# What you need to do
Reproduce verbatim the part of the North Korea text below, starting at "Our factory comrades" and ending at "Leader gave me.".

-- start of Source text --

So who is the real Kim Jong-il, I mean, Yuri Irsenovich? Look at enough pictures of the man, and even though many people derided the Japanese professor when he first came out with this theory, you can start to see his point:

The Sushi Chef

At once the most and least glamorous job in the world, Kenji Fujimoto was at one time the personal sushi chef and food go-fer for Kim Jong-il. The son of a violent drunk, his temperament suited him to work for one of the world’s most dangerous narcissists.

There is a GQ article about him online, but I’ll save you the trouble and re-cap a few of the highlights:
–Mr. Fujimoto would fly around the world to procure food for Mr. Kim, including stocking up on $700,000/year worth of cognac from France
–Mr. Kim was never called by his name, to do so could be punishable by death. Instead, he was called “Shogun-sama”.
–Mr. Kim kidnapped and held a South Korean film actress as his mistress for eight years. This is on top of the other, non-famous, women he kidnapped from around Asia. For a time. Before he switched to young North Korean girls.
–Mr. Kim only ate perfectly shaped rice, and had a team of about 200 people to inspect every aspect of his food each day.
–When famine started in North Korea in the 1990s, Mr. Kim had his agricultural minister shot. When it the famine got worse, he exhumed the body and had it shot again.

Kim Jong-un’s wife

The nice thing about being a dictator is that you don’t have to be even remotely attractive to have a beautiful wife. Take a look at Mrs. Kim Jong-un, Ri Sol-ju:

Here, she makes him look almost dashing:

Of course, this being North Korea, little is known about the elusive Ri Sol-ju. It is even suggested that Ri Sol-ju is not her real name, and that in reality she is Hyon Song-wol, formerly of the pop band the Pochonbo Electronic Ensemble. Her hits included the chart-toppers “I Love Pyongyang”, “She is a Discharged Soldier”, and more tellingly “Excellent Horse-Loving Lady”, whose lyrics are verging on the prophetic:

Our factory comrades say in jest,
Why, they tell me I am a virgin on a stallion,
After a full day’s work I still have energy left…

They say I am a virgin on a stallion,
Mounting a stallion my Dear Leader gave me.

-- end of Source text --
-- start of Data --

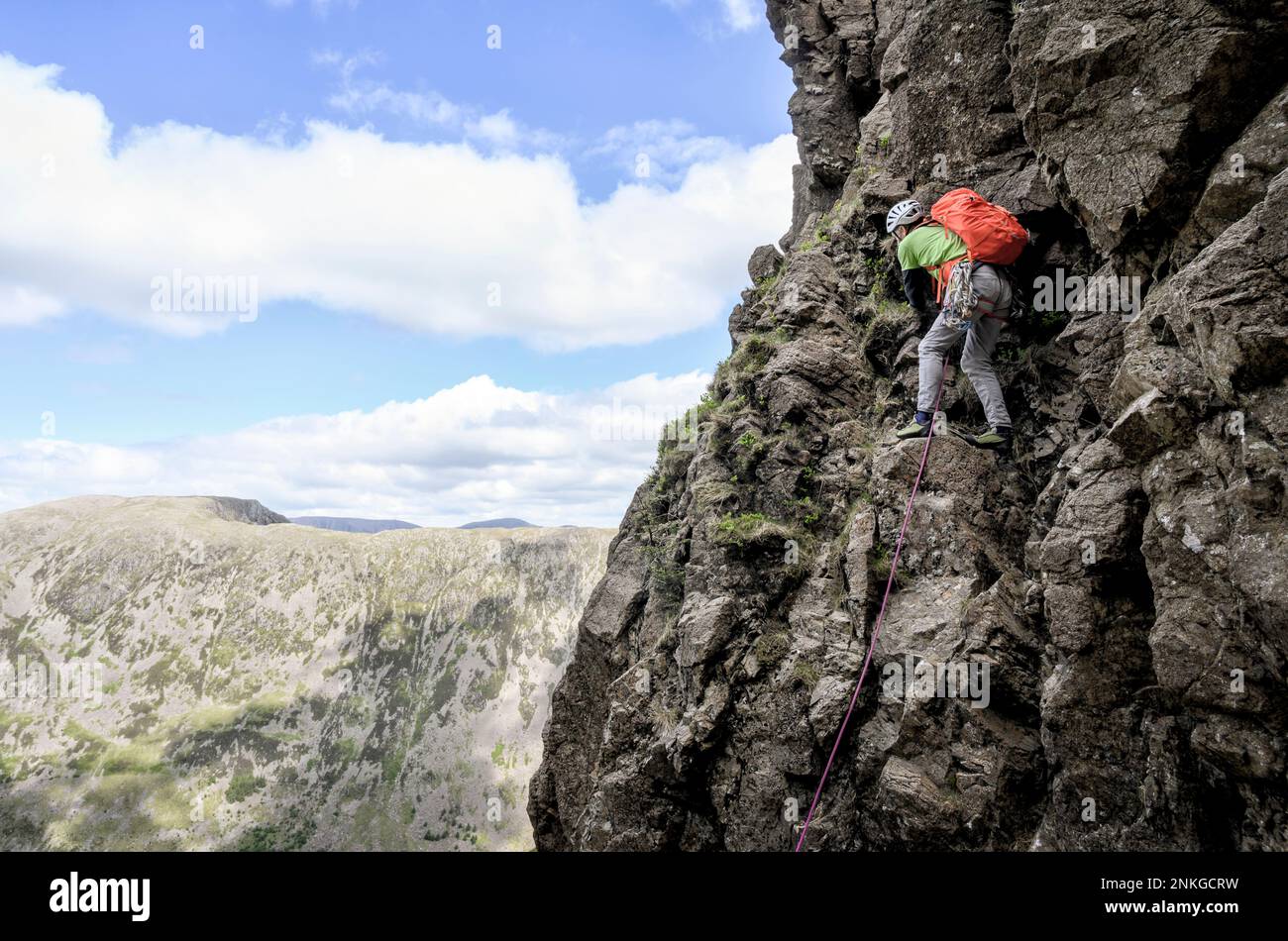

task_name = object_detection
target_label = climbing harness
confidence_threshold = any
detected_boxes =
[944,259,980,331]
[795,366,952,852]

-- end of Data --

# Answer for this exercise
Our factory comrades say in jest,
Why, they tell me I am a virgin on a stallion,
After a full day’s work I still have energy left…

They say I am a virgin on a stallion,
Mounting a stallion my Dear Leader gave me.